Die US-amerikanische Faktenprüfungsorganisation Politifact berichtete, dass das der Musikerin Dolly Parton zugeschriebene Zitat angeblich in einem nicht existierenden Medium namens "The Tennessee Voice" erschienen sei. Auch das Faktencheck-Team von Snopes und Lead Stories widerlegten die Urheberschaft desselben angeblichen Zitats im Fall des US-Sängers Jelly Roll. Sie verwiesen auf das Fehlen jeglicher Medienberichte und den Umstand, dass auf den Social-Media-Kanälen des Sängers, wo die Aussage angeblich veröffentlicht wurde, kein entsprechender Beitrag zu finden ist.

Paul Smith, Kommunikationschef des Red-Bull-Teams, für das Max Verstappen in der Formel 1 fährt, erklärte gegenüber AFP am 2. Juli 2025, die Behauptungen in den Beiträgen seien "vollkommener Unsinn". Er fügte hinzu: "Max hat so etwas nie gesagt."

Falschinformation als Geschäftsmodell 

Die Artikel über Djokovic und andere oben genannte Prominente weisen Merkmale von sogenanntem AI Slop auf – minderwertigem Inhalt, der mithilfe von KI erstellt wurde und häufig zur Monetarisierung verbreitet wird. Solcher Inhalt verbreitet sich in letzter Zeit zunehmend auf Plattformen wie Youtube und Tiktok, etwa im Zusammenhang mit dem Prozess gegen den US-amerikanischen Rapper Sean "Diddy" Combs.

Laut Alexios Mantzarlis, Mitbegründer von The Indicator und Direktor der Security, Trust, and Safety Initiative an der Cornell Tech der Cornell Universität, besteht das Hauptziel solcher Websites darin, durch die Teilnahme am Google-Werbesystem Einnahmen zu erzielen. "Das scheint ein klassisches Modell zu sein: billige, provokante Behauptungen in sozialen Medien posten, um Nutzer auf werbeüberladene, minderwertige Websites zu lenken und dadurch schnell Geld zu verdienen", schrieb er in einer E-Mail an AFP am 1. Juli 2025.

::::::::::

Zu erledigen: In welchem Medium soll laut dem vorliegenden Text das Dolly Parton zugeschriebene Zitat angeblich erschienen sein? Die Datensätze stehen in keinem Zusammenhang mit dem Text.

Bereitgestellte Daten:
::::::::::

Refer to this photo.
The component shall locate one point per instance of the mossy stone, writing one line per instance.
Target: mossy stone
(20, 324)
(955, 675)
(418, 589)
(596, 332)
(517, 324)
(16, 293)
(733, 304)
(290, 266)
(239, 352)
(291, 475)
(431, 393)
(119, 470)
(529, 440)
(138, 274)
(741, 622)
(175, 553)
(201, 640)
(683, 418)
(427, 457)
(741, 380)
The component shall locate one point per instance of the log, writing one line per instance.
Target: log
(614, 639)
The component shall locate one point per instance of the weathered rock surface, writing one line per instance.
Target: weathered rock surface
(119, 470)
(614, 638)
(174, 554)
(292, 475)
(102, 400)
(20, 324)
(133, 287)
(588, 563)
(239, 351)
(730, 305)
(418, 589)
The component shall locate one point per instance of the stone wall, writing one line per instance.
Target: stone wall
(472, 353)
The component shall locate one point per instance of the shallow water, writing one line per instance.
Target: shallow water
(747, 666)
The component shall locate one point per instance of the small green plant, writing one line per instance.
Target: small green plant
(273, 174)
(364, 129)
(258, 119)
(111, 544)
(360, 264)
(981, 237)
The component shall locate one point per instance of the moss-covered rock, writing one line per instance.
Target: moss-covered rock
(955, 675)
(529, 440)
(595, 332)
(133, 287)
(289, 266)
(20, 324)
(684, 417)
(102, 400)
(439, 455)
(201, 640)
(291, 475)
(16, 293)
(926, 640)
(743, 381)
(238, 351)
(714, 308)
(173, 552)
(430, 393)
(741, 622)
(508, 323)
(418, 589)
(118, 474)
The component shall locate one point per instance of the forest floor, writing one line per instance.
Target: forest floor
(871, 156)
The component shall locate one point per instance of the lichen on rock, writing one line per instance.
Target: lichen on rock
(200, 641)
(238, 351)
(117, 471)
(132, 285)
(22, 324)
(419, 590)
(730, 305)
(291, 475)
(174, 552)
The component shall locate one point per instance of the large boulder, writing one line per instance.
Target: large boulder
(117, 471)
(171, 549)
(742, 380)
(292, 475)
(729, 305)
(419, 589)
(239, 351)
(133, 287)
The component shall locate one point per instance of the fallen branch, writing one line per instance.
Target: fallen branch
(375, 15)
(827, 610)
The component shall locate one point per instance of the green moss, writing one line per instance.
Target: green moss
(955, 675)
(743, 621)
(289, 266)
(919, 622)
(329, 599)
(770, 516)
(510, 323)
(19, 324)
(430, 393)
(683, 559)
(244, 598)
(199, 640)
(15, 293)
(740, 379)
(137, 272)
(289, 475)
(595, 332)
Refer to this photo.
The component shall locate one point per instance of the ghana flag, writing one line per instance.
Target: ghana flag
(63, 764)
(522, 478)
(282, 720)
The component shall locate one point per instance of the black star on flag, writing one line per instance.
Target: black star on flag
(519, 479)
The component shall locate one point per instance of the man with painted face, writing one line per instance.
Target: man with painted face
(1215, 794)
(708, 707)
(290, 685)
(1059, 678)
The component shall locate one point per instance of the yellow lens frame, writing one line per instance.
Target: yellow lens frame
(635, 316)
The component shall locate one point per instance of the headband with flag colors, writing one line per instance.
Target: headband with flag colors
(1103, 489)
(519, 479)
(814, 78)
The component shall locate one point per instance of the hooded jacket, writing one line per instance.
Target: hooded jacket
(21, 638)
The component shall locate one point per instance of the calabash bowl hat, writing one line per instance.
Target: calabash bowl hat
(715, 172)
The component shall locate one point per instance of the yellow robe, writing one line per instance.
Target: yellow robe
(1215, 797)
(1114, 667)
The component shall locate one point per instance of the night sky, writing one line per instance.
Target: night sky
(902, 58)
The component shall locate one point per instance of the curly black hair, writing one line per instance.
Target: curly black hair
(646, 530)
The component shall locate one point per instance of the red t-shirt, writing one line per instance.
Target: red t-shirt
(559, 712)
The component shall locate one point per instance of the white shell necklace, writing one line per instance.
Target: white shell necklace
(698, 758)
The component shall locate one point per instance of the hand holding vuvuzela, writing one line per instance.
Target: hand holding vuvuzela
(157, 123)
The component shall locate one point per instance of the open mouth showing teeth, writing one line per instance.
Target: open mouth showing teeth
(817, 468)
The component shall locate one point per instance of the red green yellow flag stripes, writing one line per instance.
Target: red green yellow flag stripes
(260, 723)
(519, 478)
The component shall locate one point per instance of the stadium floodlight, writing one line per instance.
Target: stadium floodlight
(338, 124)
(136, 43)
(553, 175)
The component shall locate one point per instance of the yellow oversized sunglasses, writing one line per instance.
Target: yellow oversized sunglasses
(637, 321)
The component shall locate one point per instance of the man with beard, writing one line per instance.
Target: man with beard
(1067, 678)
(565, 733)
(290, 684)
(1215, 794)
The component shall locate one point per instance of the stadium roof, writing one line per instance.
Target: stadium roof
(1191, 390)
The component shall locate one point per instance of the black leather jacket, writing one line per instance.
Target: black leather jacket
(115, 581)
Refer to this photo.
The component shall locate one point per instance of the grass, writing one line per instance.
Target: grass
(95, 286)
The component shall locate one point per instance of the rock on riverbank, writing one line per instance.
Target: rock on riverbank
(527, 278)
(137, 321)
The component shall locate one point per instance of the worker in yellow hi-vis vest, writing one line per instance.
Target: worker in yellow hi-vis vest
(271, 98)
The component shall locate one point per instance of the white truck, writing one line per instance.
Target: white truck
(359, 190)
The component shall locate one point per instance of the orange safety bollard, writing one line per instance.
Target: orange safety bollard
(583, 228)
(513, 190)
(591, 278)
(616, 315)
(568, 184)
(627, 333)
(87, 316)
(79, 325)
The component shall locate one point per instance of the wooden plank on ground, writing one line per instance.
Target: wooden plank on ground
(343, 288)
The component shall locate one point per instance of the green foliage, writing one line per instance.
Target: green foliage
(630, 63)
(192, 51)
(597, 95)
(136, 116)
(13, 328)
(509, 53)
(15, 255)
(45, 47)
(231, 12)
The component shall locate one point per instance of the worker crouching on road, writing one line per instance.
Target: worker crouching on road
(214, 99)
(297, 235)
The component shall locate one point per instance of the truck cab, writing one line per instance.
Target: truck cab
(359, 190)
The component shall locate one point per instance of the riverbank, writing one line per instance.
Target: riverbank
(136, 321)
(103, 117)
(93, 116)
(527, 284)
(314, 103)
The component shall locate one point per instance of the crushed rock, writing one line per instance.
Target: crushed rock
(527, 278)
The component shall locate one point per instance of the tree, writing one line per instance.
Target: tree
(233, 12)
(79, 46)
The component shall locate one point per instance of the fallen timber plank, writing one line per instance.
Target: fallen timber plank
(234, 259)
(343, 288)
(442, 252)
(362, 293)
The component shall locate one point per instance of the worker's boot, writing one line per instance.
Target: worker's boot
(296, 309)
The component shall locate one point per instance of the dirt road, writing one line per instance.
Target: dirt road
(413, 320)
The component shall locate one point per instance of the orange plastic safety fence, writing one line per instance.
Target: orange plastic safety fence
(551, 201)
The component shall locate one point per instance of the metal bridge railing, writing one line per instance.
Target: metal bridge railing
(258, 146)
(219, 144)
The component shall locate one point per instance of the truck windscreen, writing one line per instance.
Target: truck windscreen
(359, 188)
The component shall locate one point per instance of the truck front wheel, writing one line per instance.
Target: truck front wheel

::::::::::

Antwort: In „The Tennessee Voice“, einem nicht existierenden Medium.